- _SET PROBLEM_: Extract the line that contains "Every instance of the barn window" and every line after it to the end of the records below, exactly as written and nothing else.

*** EXERCISE INPUTS

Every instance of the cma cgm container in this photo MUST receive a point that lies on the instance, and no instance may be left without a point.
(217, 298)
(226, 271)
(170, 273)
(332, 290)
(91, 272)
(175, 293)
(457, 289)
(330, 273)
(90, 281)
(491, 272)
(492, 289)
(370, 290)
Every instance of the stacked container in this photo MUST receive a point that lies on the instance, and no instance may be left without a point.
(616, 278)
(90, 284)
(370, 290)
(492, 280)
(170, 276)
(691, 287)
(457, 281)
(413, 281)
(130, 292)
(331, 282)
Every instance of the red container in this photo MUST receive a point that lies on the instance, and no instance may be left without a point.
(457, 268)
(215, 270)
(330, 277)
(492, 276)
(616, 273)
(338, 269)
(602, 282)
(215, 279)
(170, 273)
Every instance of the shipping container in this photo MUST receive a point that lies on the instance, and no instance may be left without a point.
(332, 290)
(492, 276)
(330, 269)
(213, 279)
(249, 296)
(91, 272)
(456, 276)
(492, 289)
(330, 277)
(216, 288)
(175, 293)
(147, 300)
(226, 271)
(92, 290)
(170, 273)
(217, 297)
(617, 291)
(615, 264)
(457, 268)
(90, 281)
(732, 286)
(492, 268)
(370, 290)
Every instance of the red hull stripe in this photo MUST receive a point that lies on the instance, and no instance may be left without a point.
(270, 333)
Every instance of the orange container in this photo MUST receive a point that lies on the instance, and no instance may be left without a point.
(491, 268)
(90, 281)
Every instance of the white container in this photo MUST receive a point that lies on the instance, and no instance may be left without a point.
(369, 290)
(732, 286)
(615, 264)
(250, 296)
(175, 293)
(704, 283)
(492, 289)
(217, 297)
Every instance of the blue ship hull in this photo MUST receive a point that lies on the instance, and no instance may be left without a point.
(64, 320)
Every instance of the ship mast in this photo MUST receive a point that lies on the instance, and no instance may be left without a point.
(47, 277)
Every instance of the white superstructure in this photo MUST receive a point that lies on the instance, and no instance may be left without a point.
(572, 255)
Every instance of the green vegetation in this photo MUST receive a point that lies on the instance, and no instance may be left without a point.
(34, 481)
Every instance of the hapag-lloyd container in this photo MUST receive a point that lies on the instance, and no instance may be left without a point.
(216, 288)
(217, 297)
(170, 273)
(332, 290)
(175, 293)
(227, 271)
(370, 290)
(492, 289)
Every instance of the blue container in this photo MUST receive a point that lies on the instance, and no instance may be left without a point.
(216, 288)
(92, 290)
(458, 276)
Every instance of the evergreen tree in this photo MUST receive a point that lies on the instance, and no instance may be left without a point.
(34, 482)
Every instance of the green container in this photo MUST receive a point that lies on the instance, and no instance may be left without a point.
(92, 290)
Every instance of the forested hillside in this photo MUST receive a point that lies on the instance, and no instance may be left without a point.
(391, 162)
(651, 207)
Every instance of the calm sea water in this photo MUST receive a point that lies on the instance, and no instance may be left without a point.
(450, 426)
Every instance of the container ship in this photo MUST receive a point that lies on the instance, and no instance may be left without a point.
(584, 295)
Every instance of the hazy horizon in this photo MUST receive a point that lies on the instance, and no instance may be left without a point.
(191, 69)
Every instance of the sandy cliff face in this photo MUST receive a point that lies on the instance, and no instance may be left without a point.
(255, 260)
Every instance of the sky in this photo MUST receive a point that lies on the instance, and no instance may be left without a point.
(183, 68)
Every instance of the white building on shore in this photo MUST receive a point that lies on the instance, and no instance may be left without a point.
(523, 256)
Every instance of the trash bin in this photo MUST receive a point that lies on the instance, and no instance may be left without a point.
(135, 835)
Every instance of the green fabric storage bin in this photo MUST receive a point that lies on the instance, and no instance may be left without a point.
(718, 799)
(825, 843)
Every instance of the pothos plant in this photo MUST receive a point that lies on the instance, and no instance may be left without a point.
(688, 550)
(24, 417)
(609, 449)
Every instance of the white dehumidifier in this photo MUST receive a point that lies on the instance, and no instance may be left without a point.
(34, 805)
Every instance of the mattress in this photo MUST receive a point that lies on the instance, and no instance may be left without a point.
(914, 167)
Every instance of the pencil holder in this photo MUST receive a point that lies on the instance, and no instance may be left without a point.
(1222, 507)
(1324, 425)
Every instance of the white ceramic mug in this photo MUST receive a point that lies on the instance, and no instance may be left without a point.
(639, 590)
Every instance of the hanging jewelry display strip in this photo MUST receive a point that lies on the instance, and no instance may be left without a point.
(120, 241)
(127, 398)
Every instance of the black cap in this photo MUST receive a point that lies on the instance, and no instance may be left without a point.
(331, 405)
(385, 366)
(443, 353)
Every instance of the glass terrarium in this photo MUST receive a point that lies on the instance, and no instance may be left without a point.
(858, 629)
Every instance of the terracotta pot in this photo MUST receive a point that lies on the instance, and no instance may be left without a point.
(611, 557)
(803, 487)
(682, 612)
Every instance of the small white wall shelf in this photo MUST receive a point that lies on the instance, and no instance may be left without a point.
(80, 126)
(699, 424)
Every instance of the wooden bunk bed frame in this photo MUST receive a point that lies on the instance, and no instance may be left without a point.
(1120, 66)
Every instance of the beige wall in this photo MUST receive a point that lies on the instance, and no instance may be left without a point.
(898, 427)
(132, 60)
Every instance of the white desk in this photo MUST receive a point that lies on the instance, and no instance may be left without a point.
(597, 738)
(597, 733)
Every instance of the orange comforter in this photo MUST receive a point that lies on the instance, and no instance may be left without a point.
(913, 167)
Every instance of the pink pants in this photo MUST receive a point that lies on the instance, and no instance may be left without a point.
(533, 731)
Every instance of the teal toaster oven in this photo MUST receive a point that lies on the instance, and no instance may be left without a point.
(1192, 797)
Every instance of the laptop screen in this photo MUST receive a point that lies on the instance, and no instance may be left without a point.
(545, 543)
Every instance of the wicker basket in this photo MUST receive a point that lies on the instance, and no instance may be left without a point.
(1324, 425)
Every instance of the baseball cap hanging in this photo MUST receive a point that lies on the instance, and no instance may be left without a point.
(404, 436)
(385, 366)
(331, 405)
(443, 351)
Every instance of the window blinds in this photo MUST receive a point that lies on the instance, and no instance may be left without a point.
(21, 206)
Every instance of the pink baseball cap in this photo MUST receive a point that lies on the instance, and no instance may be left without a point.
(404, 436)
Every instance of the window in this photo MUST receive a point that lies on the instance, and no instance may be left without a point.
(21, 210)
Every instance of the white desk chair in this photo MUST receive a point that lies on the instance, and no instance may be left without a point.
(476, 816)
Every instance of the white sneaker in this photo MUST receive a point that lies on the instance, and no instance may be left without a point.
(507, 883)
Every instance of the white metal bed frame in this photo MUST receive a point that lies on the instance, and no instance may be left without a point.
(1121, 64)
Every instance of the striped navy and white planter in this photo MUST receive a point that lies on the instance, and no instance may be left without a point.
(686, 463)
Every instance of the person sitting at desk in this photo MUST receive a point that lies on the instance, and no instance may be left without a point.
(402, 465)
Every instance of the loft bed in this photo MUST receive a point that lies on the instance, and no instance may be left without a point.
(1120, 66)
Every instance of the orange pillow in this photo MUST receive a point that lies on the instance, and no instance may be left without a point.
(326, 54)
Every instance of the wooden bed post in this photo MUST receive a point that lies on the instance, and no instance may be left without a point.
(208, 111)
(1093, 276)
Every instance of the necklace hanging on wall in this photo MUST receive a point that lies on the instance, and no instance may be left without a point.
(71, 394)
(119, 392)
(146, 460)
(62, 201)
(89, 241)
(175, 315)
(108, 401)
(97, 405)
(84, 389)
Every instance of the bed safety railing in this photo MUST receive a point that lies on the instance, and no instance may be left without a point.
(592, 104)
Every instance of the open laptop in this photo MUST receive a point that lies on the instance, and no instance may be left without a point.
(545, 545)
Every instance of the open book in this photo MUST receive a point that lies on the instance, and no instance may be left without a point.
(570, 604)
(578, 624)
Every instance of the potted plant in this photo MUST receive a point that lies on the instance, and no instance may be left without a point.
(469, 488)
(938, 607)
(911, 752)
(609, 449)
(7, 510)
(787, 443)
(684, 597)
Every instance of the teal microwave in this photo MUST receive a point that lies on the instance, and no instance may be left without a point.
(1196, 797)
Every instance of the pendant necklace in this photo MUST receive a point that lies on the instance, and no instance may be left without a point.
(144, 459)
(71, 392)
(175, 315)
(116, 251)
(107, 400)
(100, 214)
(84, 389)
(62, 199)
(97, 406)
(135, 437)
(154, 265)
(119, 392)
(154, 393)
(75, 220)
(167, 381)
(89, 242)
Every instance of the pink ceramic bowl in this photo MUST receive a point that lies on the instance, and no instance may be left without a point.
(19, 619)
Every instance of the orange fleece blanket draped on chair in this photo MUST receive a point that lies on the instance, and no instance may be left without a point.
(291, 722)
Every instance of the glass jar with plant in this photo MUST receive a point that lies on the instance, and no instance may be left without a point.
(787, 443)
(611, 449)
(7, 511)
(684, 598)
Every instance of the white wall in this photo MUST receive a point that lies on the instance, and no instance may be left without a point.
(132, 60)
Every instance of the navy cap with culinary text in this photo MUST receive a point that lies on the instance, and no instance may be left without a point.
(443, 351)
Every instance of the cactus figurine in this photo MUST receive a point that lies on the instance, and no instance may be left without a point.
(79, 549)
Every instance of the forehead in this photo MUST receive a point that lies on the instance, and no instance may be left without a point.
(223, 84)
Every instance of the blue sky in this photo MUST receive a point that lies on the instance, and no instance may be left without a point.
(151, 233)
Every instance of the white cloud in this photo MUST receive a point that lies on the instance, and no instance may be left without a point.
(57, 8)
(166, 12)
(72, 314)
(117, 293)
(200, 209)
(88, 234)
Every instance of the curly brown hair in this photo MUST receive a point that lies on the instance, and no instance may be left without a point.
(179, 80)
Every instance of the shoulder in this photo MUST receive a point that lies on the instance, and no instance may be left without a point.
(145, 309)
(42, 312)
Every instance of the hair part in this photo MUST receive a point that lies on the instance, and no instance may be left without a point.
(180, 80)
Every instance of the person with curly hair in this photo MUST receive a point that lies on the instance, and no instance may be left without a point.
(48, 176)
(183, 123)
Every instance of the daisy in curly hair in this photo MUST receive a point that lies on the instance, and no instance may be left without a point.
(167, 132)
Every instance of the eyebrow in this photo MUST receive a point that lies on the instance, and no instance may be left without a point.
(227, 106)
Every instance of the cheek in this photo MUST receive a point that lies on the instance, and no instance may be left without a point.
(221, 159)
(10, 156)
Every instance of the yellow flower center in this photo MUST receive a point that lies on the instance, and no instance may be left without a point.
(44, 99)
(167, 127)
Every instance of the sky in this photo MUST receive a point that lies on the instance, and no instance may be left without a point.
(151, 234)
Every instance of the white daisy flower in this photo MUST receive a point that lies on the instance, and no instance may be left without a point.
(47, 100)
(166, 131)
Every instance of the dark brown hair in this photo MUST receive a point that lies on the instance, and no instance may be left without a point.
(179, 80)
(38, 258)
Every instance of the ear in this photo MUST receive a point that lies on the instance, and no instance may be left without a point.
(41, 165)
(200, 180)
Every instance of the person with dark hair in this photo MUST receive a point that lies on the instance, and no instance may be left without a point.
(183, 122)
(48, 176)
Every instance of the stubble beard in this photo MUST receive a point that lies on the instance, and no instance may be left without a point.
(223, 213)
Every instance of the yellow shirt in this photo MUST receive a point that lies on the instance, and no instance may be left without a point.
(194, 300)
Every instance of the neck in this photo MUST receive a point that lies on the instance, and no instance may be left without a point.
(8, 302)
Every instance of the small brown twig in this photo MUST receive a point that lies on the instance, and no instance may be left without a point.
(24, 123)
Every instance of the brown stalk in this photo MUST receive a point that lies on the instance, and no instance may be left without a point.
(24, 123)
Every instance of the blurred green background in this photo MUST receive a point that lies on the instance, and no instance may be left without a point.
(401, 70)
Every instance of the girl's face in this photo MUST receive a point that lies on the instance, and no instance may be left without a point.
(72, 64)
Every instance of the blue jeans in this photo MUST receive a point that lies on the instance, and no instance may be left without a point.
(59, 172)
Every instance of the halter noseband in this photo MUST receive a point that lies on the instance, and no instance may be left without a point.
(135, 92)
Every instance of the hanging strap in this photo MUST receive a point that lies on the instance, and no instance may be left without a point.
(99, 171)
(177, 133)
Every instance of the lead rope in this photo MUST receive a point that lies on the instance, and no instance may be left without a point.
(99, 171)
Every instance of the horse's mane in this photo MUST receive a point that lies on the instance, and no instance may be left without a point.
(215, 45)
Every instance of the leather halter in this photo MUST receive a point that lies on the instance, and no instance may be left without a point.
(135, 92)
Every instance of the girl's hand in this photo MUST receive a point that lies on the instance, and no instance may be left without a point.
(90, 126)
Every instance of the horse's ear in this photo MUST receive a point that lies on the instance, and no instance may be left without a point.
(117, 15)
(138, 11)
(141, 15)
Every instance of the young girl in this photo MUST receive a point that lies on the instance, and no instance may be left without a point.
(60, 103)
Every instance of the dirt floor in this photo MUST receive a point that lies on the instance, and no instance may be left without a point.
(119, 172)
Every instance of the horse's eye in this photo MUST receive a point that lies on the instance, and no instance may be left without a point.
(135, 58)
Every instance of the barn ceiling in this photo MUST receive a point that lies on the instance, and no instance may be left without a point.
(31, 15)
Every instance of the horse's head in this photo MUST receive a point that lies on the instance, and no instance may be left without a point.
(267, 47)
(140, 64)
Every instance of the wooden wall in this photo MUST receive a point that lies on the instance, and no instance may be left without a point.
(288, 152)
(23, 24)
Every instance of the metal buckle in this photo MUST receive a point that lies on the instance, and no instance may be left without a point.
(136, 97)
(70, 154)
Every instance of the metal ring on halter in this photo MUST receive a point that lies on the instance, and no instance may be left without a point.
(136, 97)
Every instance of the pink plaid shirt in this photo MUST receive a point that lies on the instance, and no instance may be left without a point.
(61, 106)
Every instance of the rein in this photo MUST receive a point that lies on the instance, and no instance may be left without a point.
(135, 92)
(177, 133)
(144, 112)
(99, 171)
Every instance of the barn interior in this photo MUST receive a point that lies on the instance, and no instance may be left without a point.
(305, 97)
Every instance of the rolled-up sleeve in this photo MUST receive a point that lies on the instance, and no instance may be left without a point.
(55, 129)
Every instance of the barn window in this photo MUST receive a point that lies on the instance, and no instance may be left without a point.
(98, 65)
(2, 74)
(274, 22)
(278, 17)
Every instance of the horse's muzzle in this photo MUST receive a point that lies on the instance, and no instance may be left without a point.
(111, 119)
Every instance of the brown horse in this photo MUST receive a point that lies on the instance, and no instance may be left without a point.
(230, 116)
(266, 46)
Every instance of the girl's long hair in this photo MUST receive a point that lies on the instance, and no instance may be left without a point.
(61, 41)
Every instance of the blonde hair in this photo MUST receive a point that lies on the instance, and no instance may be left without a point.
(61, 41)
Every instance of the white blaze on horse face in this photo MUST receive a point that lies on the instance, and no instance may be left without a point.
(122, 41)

******

- _RESULT OF THIS TASK_:
Every instance of the barn window in this photo MUST receive a point that lies on the instance, and no instance may be left without a point.
(98, 65)
(2, 74)
(274, 22)
(278, 17)
Every instance of the horse's muzzle in this photo MUST receive a point that lies on the instance, and no instance may be left without a point.
(111, 119)
Every instance of the brown horse in this photo MUST receive a point that lies on the instance, and no instance may be left without a point.
(230, 116)
(266, 46)
Every instance of the girl's long hair in this photo MUST receive a point that lies on the instance, and no instance may be left without a point.
(61, 41)
Every instance of the blonde hair in this photo MUST receive a point that lies on the instance, and no instance may be left without a point.
(61, 41)
Every instance of the white blaze on horse face in this photo MUST receive a point that lies on the instance, and no instance may be left without a point.
(122, 41)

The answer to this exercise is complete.